» TASK TO CARRY OUT: Please lay out every one of the rows below as a Markdown table with the columns No. and Line, giving each nonblank line its own numbered entry and leaving out the pictures.

** start EXTRACTED RECORDS **

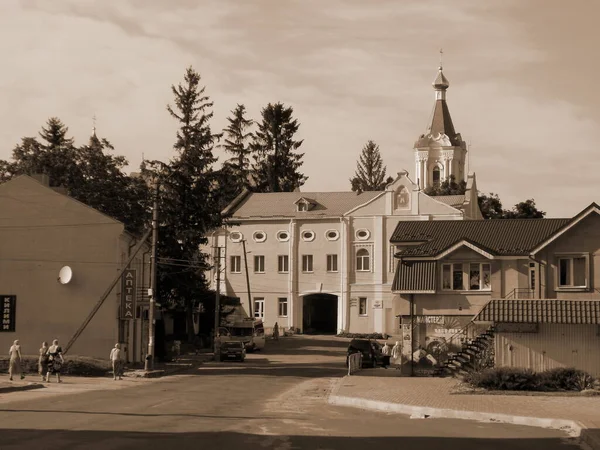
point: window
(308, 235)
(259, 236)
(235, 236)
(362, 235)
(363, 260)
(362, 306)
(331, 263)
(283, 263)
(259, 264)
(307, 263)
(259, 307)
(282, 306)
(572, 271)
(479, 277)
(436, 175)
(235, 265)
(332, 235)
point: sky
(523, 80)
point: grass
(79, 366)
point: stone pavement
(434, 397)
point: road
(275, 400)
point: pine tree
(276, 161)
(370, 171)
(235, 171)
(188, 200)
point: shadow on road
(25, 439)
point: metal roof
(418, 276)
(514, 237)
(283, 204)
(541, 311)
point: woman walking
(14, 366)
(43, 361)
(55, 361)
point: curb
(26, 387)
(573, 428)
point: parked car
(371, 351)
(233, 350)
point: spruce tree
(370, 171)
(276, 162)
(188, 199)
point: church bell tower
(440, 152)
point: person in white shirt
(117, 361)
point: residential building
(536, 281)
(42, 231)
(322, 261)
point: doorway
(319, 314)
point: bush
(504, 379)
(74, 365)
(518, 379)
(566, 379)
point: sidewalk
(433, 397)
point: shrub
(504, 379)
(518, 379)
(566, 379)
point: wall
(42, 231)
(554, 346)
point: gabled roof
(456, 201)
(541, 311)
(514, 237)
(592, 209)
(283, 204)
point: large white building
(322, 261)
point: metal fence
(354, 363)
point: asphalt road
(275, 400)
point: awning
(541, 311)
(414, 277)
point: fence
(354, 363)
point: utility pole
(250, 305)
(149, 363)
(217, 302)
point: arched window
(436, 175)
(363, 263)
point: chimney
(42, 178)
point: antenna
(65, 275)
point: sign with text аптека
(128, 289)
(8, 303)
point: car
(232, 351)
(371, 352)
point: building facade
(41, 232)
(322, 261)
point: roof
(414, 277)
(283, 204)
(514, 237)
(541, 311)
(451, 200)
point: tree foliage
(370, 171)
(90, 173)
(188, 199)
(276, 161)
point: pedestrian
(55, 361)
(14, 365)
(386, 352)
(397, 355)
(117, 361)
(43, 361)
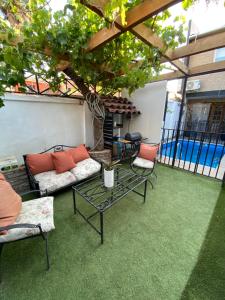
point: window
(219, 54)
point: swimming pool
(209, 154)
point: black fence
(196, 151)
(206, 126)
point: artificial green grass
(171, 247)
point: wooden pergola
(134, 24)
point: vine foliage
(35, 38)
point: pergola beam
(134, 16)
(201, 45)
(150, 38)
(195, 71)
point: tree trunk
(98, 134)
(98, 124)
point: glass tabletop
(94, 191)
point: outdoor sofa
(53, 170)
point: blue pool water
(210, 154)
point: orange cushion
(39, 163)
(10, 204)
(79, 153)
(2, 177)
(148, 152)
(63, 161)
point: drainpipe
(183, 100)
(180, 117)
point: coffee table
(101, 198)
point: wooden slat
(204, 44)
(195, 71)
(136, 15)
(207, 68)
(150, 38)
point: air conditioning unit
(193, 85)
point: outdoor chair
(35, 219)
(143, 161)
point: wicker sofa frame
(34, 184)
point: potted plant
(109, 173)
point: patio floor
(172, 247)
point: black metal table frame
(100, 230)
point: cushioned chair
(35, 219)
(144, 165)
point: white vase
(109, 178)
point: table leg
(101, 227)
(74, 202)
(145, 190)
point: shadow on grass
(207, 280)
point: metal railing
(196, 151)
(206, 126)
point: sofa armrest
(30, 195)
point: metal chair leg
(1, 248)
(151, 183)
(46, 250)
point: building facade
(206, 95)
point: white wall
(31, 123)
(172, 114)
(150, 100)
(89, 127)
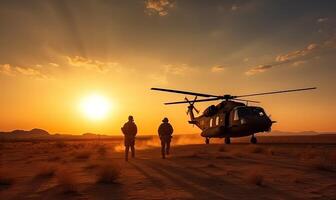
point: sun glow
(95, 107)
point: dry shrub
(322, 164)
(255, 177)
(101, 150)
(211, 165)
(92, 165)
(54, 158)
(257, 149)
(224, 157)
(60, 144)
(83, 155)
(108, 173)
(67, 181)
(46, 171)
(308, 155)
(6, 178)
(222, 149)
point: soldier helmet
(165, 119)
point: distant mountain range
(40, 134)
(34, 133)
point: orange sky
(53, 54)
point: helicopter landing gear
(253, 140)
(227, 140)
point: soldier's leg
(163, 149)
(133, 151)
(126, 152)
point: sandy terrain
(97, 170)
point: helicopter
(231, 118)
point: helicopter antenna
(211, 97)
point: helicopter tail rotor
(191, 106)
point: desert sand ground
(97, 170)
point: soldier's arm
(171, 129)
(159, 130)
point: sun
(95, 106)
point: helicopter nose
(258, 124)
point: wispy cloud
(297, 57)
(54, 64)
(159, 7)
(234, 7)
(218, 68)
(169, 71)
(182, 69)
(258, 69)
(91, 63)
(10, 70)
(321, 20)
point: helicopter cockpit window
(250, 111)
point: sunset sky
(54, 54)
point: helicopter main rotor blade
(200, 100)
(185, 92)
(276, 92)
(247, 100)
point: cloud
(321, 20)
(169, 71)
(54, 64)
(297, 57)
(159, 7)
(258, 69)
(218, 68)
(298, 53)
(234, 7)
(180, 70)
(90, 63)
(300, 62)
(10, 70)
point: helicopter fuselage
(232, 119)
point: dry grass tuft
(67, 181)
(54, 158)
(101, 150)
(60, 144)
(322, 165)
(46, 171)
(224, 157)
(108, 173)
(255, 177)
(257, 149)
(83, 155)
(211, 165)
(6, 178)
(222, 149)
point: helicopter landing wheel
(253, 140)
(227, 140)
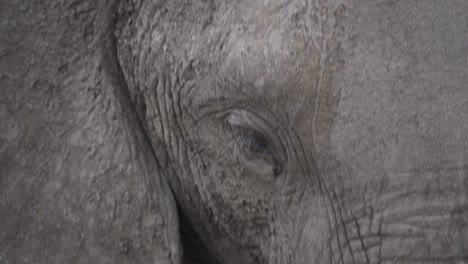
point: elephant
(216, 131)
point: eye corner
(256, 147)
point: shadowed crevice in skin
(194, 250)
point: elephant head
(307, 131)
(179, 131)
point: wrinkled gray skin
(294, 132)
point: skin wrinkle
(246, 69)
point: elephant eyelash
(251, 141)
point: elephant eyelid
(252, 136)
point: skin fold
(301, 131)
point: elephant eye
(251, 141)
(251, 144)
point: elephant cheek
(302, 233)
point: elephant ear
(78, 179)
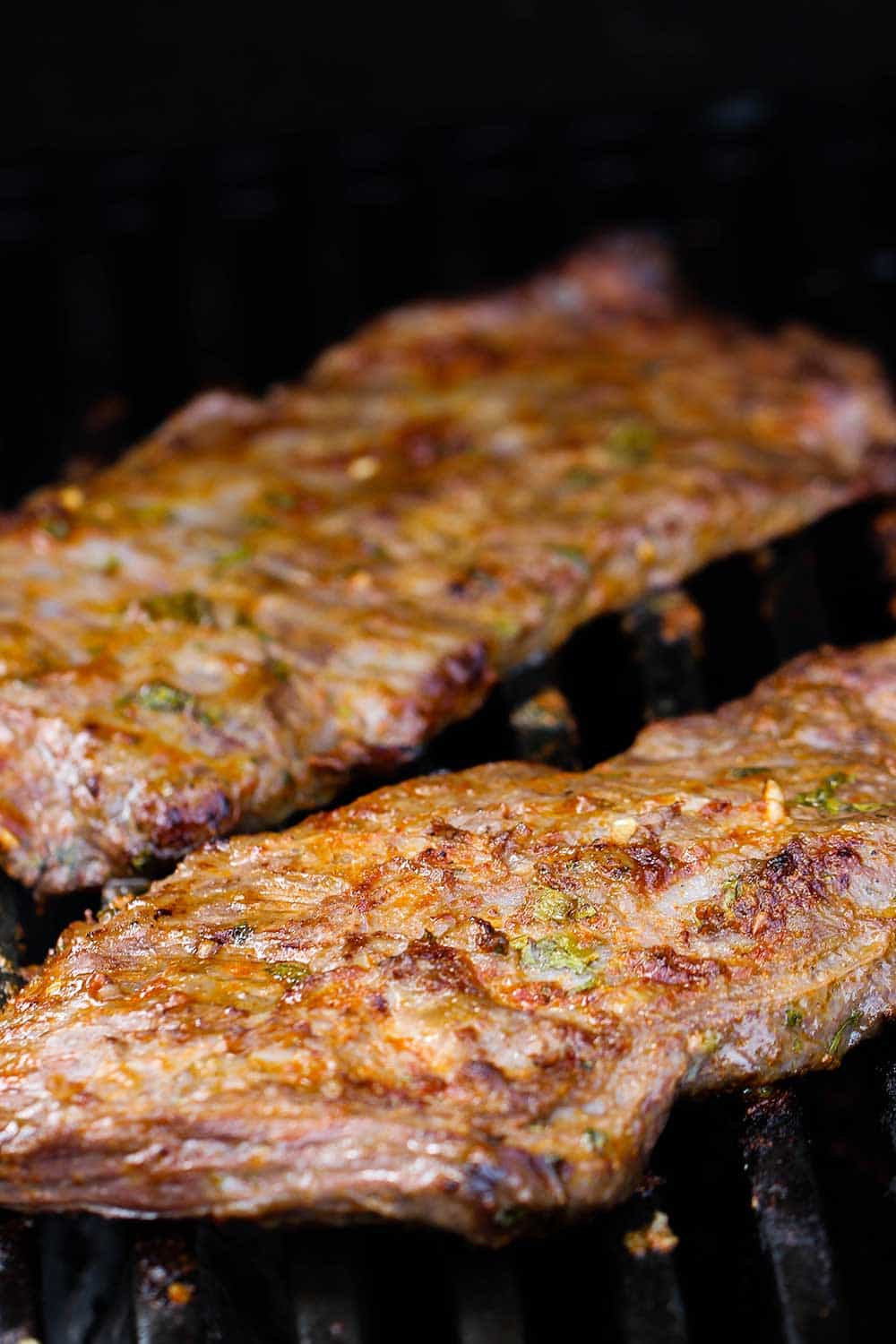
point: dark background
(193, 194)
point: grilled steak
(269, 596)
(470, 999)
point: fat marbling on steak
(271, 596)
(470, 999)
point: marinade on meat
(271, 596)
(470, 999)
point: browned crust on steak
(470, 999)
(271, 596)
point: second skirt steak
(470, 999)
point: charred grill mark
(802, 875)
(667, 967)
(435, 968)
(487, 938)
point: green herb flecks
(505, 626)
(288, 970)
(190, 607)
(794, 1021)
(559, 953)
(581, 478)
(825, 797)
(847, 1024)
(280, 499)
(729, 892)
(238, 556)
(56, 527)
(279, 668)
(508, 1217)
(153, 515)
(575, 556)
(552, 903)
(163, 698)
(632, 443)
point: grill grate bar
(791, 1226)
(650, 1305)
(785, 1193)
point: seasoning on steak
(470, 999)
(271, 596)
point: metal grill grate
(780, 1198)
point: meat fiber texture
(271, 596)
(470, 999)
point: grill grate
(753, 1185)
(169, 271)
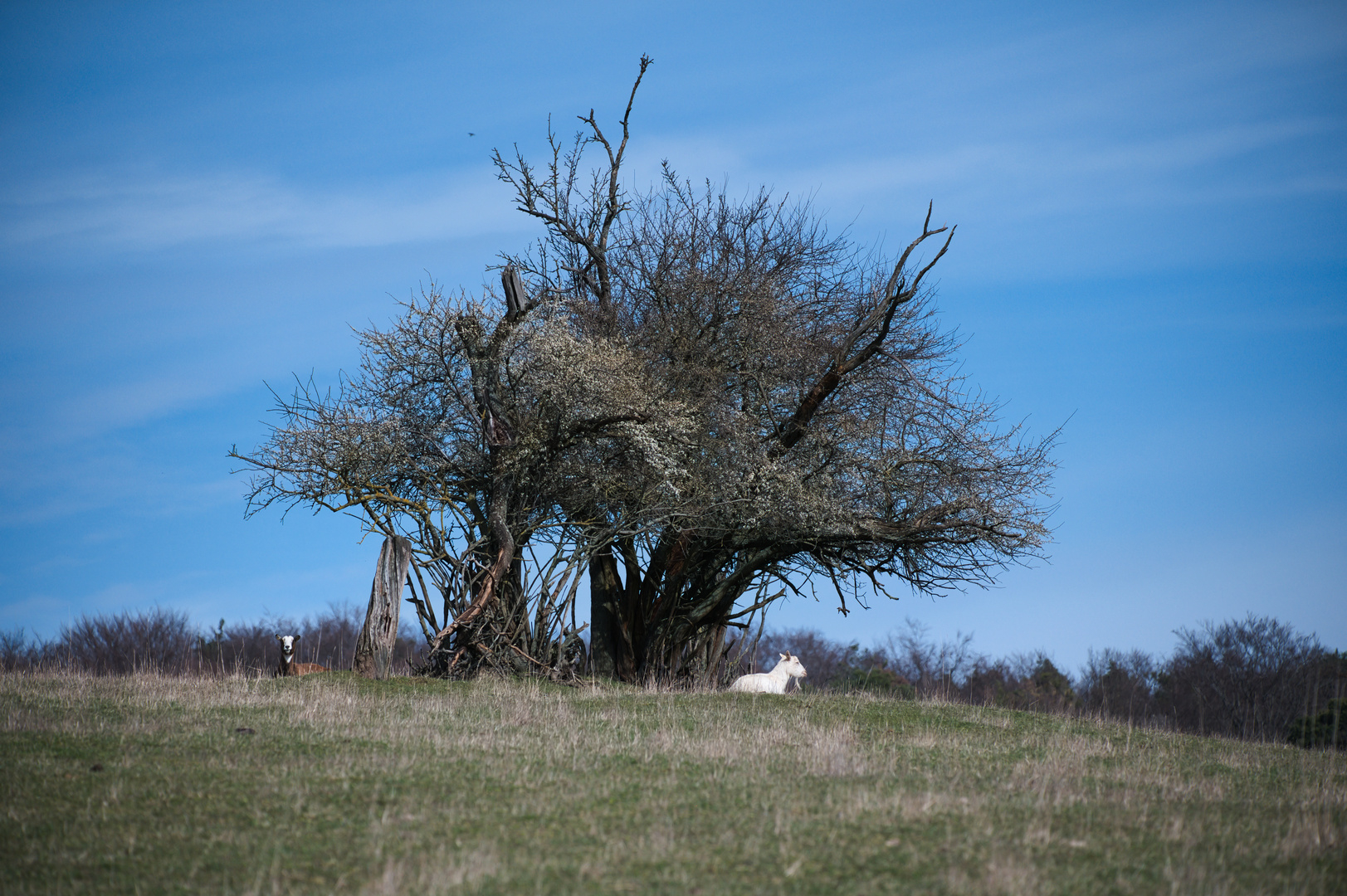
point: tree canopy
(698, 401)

** end EXTRACTED RECORDS **

» RESPONSE TO THE EXERCISE:
| No. | Line |
|---|---|
| 1 | point: window |
| 2 | (308, 235) |
| 3 | (259, 236) |
| 4 | (235, 236) |
| 5 | (362, 235) |
| 6 | (363, 260) |
| 7 | (362, 306) |
| 8 | (331, 263) |
| 9 | (283, 263) |
| 10 | (259, 264) |
| 11 | (307, 263) |
| 12 | (259, 307) |
| 13 | (282, 306) |
| 14 | (572, 271) |
| 15 | (479, 277) |
| 16 | (436, 175) |
| 17 | (235, 265) |
| 18 | (332, 235) |
| 19 | point: sky |
| 20 | (523, 80) |
| 21 | point: grass |
| 22 | (79, 366) |
| 23 | point: stone pavement |
| 24 | (434, 397) |
| 25 | point: road |
| 26 | (275, 400) |
| 27 | point: pine tree |
| 28 | (276, 161) |
| 29 | (370, 171) |
| 30 | (235, 171) |
| 31 | (188, 200) |
| 32 | point: shadow on road |
| 33 | (25, 439) |
| 34 | point: metal roof |
| 35 | (418, 276) |
| 36 | (514, 237) |
| 37 | (283, 204) |
| 38 | (541, 311) |
| 39 | point: woman walking |
| 40 | (14, 366) |
| 41 | (43, 361) |
| 42 | (55, 361) |
| 43 | point: curb |
| 44 | (26, 387) |
| 45 | (573, 428) |
| 46 | point: parked car |
| 47 | (371, 351) |
| 48 | (233, 350) |
| 49 | point: spruce tree |
| 50 | (370, 171) |
| 51 | (276, 162) |
| 52 | (188, 199) |
| 53 | point: church bell tower |
| 54 | (440, 152) |
| 55 | point: person in white shirt |
| 56 | (117, 361) |
| 57 | point: residential building |
| 58 | (536, 281) |
| 59 | (42, 231) |
| 60 | (322, 261) |
| 61 | point: doorway |
| 62 | (319, 314) |
| 63 | point: bush |
| 64 | (504, 379) |
| 65 | (74, 365) |
| 66 | (518, 379) |
| 67 | (566, 379) |
| 68 | point: sidewalk |
| 69 | (433, 397) |
| 70 | point: shrub |
| 71 | (504, 379) |
| 72 | (518, 379) |
| 73 | (566, 379) |
| 74 | point: wall |
| 75 | (42, 231) |
| 76 | (554, 346) |
| 77 | point: gabled roof |
| 78 | (456, 201) |
| 79 | (541, 311) |
| 80 | (514, 237) |
| 81 | (592, 209) |
| 82 | (283, 204) |
| 83 | point: large white building |
| 84 | (322, 261) |
| 85 | point: metal fence |
| 86 | (354, 363) |
| 87 | point: asphalt road |
| 88 | (275, 400) |
| 89 | point: awning |
| 90 | (541, 311) |
| 91 | (414, 277) |
| 92 | point: fence |
| 93 | (354, 363) |
| 94 | point: utility pole |
| 95 | (250, 305) |
| 96 | (149, 363) |
| 97 | (217, 302) |
| 98 | point: arched window |
| 99 | (436, 175) |
| 100 | (363, 263) |
| 101 | point: chimney |
| 102 | (42, 178) |
| 103 | point: antenna |
| 104 | (65, 275) |
| 105 | point: sign with text аптека |
| 106 | (128, 289) |
| 107 | (8, 303) |
| 108 | point: car |
| 109 | (232, 351) |
| 110 | (371, 352) |
| 111 | point: building facade |
| 112 | (41, 232) |
| 113 | (322, 261) |
| 114 | point: roof |
| 115 | (414, 277) |
| 116 | (283, 204) |
| 117 | (514, 237) |
| 118 | (541, 311) |
| 119 | (451, 200) |
| 120 | point: tree foliage |
| 121 | (370, 171) |
| 122 | (90, 173) |
| 123 | (188, 199) |
| 124 | (276, 161) |
| 125 | point: pedestrian |
| 126 | (55, 361) |
| 127 | (14, 365) |
| 128 | (386, 352) |
| 129 | (397, 355) |
| 130 | (117, 361) |
| 131 | (43, 361) |
| 132 | point: window |
| 133 | (219, 54) |
| 134 | point: swimming pool |
| 135 | (209, 154) |
| 136 | point: black fence |
| 137 | (196, 151) |
| 138 | (206, 126) |
| 139 | point: artificial green grass |
| 140 | (171, 247) |
| 141 | point: wooden pergola |
| 142 | (134, 24) |
| 143 | point: vine foliage |
| 144 | (35, 38) |
| 145 | point: pergola beam |
| 146 | (134, 16) |
| 147 | (201, 45) |
| 148 | (150, 38) |
| 149 | (195, 71) |
| 150 | point: tree trunk |
| 151 | (98, 134) |
| 152 | (98, 124) |
| 153 | point: glass tabletop |
| 154 | (94, 191) |
| 155 | point: outdoor sofa |
| 156 | (53, 170) |
| 157 | point: blue pool water |
| 158 | (210, 154) |
| 159 | point: orange cushion |
| 160 | (39, 163) |
| 161 | (10, 204) |
| 162 | (79, 153) |
| 163 | (2, 177) |
| 164 | (148, 152) |
| 165 | (63, 161) |
| 166 | point: drainpipe |
| 167 | (183, 100) |
| 168 | (180, 117) |
| 169 | point: coffee table |
| 170 | (101, 198) |
| 171 | point: wooden slat |
| 172 | (204, 44) |
| 173 | (195, 71) |
| 174 | (136, 15) |
| 175 | (207, 68) |
| 176 | (150, 38) |
| 177 | point: air conditioning unit |
| 178 | (193, 85) |
| 179 | point: outdoor chair |
| 180 | (35, 219) |
| 181 | (143, 161) |
| 182 | point: wicker sofa frame |
| 183 | (34, 184) |
| 184 | point: potted plant |
| 185 | (109, 173) |
| 186 | point: patio floor |
| 187 | (172, 247) |
| 188 | point: black metal table frame |
| 189 | (100, 230) |
| 190 | point: cushioned chair |
| 191 | (35, 219) |
| 192 | (144, 165) |
| 193 | point: white vase |
| 194 | (109, 178) |
| 195 | point: table leg |
| 196 | (101, 227) |
| 197 | (74, 202) |
| 198 | (145, 190) |
| 199 | point: shadow on grass |
| 200 | (207, 280) |
| 201 | point: metal railing |
| 202 | (196, 151) |
| 203 | (206, 126) |
| 204 | point: sofa armrest |
| 205 | (30, 195) |
| 206 | point: metal chair leg |
| 207 | (1, 248) |
| 208 | (151, 183) |
| 209 | (46, 250) |
| 210 | point: building facade |
| 211 | (206, 95) |
| 212 | point: white wall |
| 213 | (31, 123) |
| 214 | (172, 114) |
| 215 | (150, 100) |
| 216 | (89, 127) |
| 217 | point: sun glow |
| 218 | (95, 107) |
| 219 | point: dry shrub |
| 220 | (322, 164) |
| 221 | (255, 177) |
| 222 | (101, 150) |
| 223 | (211, 165) |
| 224 | (92, 165) |
| 225 | (54, 158) |
| 226 | (257, 149) |
| 227 | (224, 157) |
| 228 | (60, 144) |
| 229 | (83, 155) |
| 230 | (108, 173) |
| 231 | (67, 181) |
| 232 | (46, 171) |
| 233 | (308, 155) |
| 234 | (6, 178) |
| 235 | (222, 149) |
| 236 | point: soldier helmet |
| 237 | (165, 119) |
| 238 | point: distant mountain range |
| 239 | (40, 134) |
| 240 | (34, 133) |
| 241 | point: orange sky |
| 242 | (53, 54) |
| 243 | point: helicopter landing gear |
| 244 | (253, 140) |
| 245 | (227, 140) |
| 246 | point: soldier's leg |
| 247 | (163, 149) |
| 248 | (133, 151) |
| 249 | (126, 152) |
| 250 | point: sandy terrain |
| 251 | (97, 170) |
| 252 | point: helicopter |
| 253 | (231, 118) |
| 254 | point: helicopter antenna |
| 255 | (211, 97) |
| 256 | point: helicopter tail rotor |
| 257 | (191, 106) |
| 258 | point: desert sand ground |
| 259 | (97, 170) |
| 260 | point: soldier's arm |
| 261 | (171, 129) |
| 262 | (159, 130) |
| 263 | point: sun |
| 264 | (95, 106) |
| 265 | point: helicopter nose |
| 266 | (258, 124) |
| 267 | point: wispy cloud |
| 268 | (297, 57) |
| 269 | (54, 64) |
| 270 | (159, 7) |
| 271 | (234, 7) |
| 272 | (218, 68) |
| 273 | (169, 71) |
| 274 | (182, 69) |
| 275 | (258, 69) |
| 276 | (91, 63) |
| 277 | (10, 70) |
| 278 | (321, 20) |
| 279 | point: helicopter cockpit window |
| 280 | (250, 111) |
| 281 | point: sunset sky |
| 282 | (54, 54) |
| 283 | point: helicopter main rotor blade |
| 284 | (200, 100) |
| 285 | (185, 92) |
| 286 | (276, 92) |
| 287 | (247, 100) |
| 288 | point: cloud |
| 289 | (321, 20) |
| 290 | (169, 71) |
| 291 | (54, 64) |
| 292 | (297, 57) |
| 293 | (159, 7) |
| 294 | (258, 69) |
| 295 | (218, 68) |
| 296 | (298, 53) |
| 297 | (234, 7) |
| 298 | (180, 70) |
| 299 | (90, 63) |
| 300 | (300, 62) |
| 301 | (10, 70) |
| 302 | point: helicopter fuselage |
| 303 | (232, 119) |
| 304 | point: dry grass tuft |
| 305 | (67, 181) |
| 306 | (54, 158) |
| 307 | (101, 150) |
| 308 | (60, 144) |
| 309 | (322, 165) |
| 310 | (46, 171) |
| 311 | (224, 157) |
| 312 | (108, 173) |
| 313 | (255, 177) |
| 314 | (257, 149) |
| 315 | (83, 155) |
| 316 | (211, 165) |
| 317 | (6, 178) |
| 318 | (222, 149) |
| 319 | point: helicopter landing wheel |
| 320 | (253, 140) |
| 321 | (227, 140) |
| 322 | point: elephant |
| 323 | (216, 131) |
| 324 | point: eye corner |
| 325 | (256, 147) |
| 326 | point: shadowed crevice in skin |
| 327 | (194, 250) |
| 328 | point: elephant head |
| 329 | (307, 131) |
| 330 | (179, 131) |
| 331 | point: wrinkled gray skin |
| 332 | (294, 132) |
| 333 | point: skin wrinkle |
| 334 | (246, 69) |
| 335 | point: elephant eyelash |
| 336 | (251, 141) |
| 337 | point: elephant eyelid |
| 338 | (252, 136) |
| 339 | point: skin fold |
| 340 | (301, 131) |
| 341 | point: elephant eye |
| 342 | (251, 141) |
| 343 | (251, 144) |
| 344 | point: elephant cheek |
| 345 | (302, 233) |
| 346 | point: elephant ear |
| 347 | (78, 179) |
| 348 | point: dark background |
| 349 | (193, 194) |
| 350 | point: grilled steak |
| 351 | (269, 596) |
| 352 | (470, 999) |
| 353 | point: fat marbling on steak |
| 354 | (271, 596) |
| 355 | (470, 999) |
| 356 | point: marinade on meat |
| 357 | (271, 596) |
| 358 | (470, 999) |
| 359 | point: browned crust on steak |
| 360 | (470, 999) |
| 361 | (271, 596) |
| 362 | point: second skirt steak |
| 363 | (470, 999) |
| 364 | point: charred grill mark |
| 365 | (802, 875) |
| 366 | (667, 967) |
| 367 | (435, 968) |
| 368 | (487, 938) |
| 369 | point: green herb flecks |
| 370 | (505, 626) |
| 371 | (288, 970) |
| 372 | (190, 607) |
| 373 | (794, 1021) |
| 374 | (559, 953) |
| 375 | (581, 478) |
| 376 | (825, 797) |
| 377 | (847, 1024) |
| 378 | (280, 499) |
| 379 | (729, 892) |
| 380 | (238, 556) |
| 381 | (56, 527) |
| 382 | (279, 668) |
| 383 | (508, 1217) |
| 384 | (153, 515) |
| 385 | (575, 556) |
| 386 | (552, 903) |
| 387 | (163, 698) |
| 388 | (632, 443) |
| 389 | point: grill grate bar |
| 390 | (791, 1226) |
| 391 | (650, 1305) |
| 392 | (785, 1193) |
| 393 | point: seasoning on steak |
| 394 | (470, 999) |
| 395 | (271, 596) |
| 396 | point: metal grill grate |
| 397 | (780, 1198) |
| 398 | point: meat fiber texture |
| 399 | (271, 596) |
| 400 | (470, 999) |
| 401 | point: grill grate |
| 402 | (753, 1185) |
| 403 | (169, 271) |
| 404 | point: tree canopy |
| 405 | (698, 401) |